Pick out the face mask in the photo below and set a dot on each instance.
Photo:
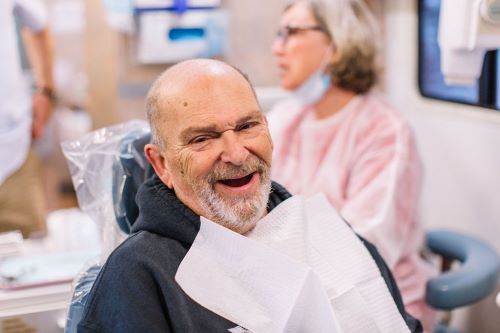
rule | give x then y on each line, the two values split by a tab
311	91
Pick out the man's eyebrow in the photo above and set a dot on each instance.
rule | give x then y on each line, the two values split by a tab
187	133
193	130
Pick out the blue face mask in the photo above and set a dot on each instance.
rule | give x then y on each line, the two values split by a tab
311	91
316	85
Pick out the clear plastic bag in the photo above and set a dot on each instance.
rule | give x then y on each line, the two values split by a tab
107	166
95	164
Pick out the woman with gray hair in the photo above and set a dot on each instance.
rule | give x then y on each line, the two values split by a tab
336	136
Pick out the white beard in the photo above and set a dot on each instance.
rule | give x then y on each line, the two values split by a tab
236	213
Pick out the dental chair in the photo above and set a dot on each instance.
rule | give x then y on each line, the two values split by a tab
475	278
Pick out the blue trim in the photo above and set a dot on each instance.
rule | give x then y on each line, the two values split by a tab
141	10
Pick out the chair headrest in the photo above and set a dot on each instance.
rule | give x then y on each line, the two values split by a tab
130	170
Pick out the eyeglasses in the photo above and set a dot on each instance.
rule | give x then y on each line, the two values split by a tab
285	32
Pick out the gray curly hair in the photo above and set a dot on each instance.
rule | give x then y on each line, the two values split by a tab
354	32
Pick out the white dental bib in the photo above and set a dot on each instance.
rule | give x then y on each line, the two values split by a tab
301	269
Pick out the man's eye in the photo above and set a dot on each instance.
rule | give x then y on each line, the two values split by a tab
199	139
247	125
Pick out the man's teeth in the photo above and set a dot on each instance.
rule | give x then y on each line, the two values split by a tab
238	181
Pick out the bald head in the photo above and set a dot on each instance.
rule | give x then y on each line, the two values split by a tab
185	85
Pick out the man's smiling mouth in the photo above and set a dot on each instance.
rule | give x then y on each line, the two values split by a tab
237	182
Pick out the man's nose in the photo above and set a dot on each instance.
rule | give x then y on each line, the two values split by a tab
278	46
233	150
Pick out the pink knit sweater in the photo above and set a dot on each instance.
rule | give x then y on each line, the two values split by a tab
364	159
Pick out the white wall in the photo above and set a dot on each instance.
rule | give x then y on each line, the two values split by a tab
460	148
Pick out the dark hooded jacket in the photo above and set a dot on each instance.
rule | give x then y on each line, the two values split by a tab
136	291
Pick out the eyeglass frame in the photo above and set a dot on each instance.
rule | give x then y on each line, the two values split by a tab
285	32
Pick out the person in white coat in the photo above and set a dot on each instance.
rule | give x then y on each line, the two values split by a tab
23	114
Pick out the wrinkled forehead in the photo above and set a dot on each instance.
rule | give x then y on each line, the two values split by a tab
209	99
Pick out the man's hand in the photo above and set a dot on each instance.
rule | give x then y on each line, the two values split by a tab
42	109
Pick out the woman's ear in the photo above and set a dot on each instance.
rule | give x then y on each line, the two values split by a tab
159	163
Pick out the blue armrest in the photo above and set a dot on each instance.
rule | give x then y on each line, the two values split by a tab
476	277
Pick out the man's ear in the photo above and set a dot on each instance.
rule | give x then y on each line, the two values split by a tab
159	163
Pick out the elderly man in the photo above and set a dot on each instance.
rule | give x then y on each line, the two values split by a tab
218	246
==
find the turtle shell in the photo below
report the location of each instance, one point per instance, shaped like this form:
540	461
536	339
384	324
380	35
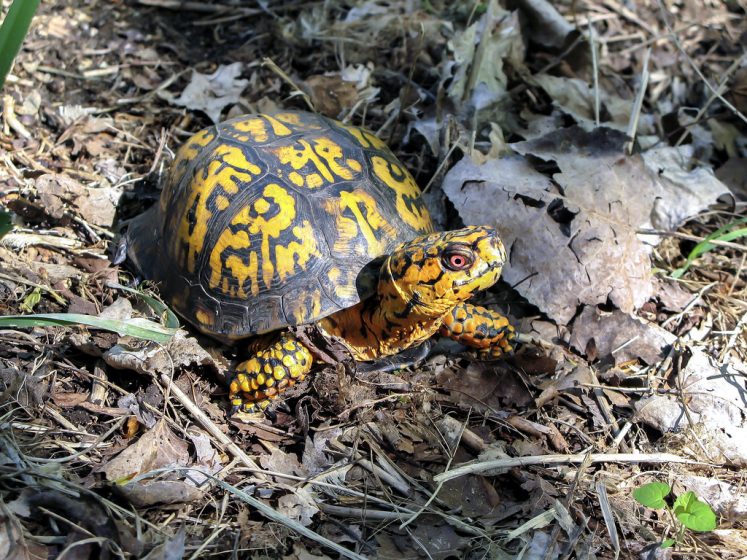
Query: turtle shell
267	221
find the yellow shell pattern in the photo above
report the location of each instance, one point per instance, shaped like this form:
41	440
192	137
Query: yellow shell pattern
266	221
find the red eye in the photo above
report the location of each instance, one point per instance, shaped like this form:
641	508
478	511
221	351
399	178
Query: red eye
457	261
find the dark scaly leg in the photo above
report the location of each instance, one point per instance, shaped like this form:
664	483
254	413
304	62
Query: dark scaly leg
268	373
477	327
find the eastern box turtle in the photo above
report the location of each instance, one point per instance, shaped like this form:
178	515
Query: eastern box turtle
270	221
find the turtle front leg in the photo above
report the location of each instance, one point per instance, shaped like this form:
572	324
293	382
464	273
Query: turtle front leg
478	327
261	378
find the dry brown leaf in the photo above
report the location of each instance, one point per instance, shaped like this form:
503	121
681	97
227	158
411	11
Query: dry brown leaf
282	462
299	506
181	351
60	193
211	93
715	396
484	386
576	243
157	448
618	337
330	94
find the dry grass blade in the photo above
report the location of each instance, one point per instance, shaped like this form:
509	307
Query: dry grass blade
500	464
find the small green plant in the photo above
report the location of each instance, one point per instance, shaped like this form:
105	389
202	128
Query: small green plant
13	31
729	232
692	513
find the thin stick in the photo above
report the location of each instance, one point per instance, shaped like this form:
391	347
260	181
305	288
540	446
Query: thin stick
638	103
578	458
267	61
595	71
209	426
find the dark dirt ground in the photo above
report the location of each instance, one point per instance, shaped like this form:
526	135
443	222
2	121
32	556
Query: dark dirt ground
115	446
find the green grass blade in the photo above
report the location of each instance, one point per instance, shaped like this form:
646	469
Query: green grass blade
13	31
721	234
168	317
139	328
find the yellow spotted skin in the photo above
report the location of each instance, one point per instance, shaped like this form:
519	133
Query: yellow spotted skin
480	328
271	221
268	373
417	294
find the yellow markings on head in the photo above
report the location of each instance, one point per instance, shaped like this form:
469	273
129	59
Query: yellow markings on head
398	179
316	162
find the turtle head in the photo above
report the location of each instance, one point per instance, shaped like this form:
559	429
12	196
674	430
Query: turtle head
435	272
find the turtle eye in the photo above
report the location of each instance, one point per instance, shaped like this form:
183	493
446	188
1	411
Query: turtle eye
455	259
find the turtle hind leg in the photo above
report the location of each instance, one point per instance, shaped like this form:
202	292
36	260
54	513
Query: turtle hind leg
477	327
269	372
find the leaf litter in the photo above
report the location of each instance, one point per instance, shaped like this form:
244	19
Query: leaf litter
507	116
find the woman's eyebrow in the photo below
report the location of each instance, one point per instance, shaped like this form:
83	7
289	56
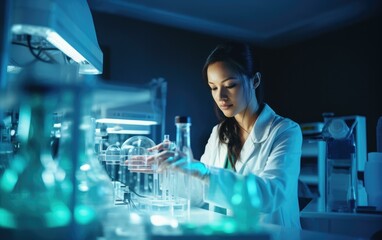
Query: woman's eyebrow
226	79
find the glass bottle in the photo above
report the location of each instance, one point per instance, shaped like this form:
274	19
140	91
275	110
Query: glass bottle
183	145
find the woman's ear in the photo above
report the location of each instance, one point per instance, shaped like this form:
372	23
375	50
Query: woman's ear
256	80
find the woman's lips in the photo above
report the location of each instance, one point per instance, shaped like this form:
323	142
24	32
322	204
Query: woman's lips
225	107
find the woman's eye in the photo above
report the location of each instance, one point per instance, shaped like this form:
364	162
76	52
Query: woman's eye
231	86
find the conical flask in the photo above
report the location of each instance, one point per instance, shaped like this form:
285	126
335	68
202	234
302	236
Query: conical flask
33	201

* [Problem statement]
Count the lines in the rows above that contain the string "scaly", with case mattering. Reply with only that number.

* [Answer]
2